SpaceX issue still unknown after several thousand engineering-hours of review - bontoJR
https://twitter.com/elonmusk/status/615431934345216001

======
mhandley
This is why you want reusable rockets. If you recover the rocket, you get to
see if any components are suffering damage, cracking or wear beyond limits,
and then redesign systems to prevent future potential failures. This is much
harder to do if you don't get the rocket back. According to the press
conference, SpaceX do get over 3000 channels of data from Falcon in flight,
but that's still no substitute for examining a structure that's already flown
for damage.

Of course this looks like a second stage failure and SpaceX aren't currently
trying to recover that, but there are a lot of common parts between the stages
on Falcon, so once they start to recover the first stage successfully, I'd
still expect a lot of reliability lessons to be learned.

> [Dataset excerpt]:
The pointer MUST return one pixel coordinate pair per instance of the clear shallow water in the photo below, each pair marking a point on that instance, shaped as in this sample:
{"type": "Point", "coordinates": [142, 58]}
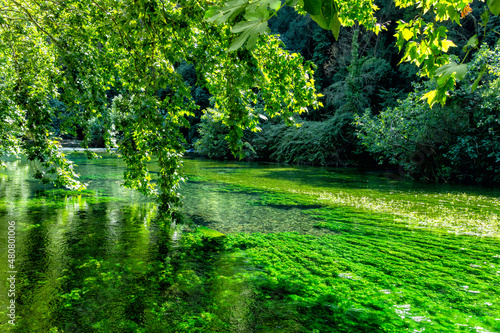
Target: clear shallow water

> [Challenges]:
1. Decide whether each of the following statements agrees with the SpaceX discussion thread: (a) SpaceX receives over 3000 channels of data from Falcon in flight; (b) SpaceX is currently trying to recover the second stage; (c) the commenter considers in-flight data an adequate replacement for inspecting a structure that has already flown. Answer each with yes or no and quote the deciding words.
2. Carry on the SpaceX discussion thread from its final sentence.

> [Answers below]:
1.
(a) Yes: "SpaceX do get over 3000 channels of data from Falcon in flight"
(b) No: "SpaceX aren't currently trying to recover that"
(c) No: "that's still no substitute for examining a structure that's already flown for damage"

2.
------
huslage
From knowing about how these things work (and the culture of SpaceX), it seems
to me that everyone is acting quickly and professionally to identify the cause
of the issue. I doubt that anyone is under undue pressure to perform or that
there is an expectation that someone give an answer before it is due. Please
don't jump to any conclusions here as these are extremely complicated systems
with myriad failure modes.

The money has nothing to do with it.

------
vikram360
This is probably irrelevant, but how are the number of 'engineering-hours'
calculated?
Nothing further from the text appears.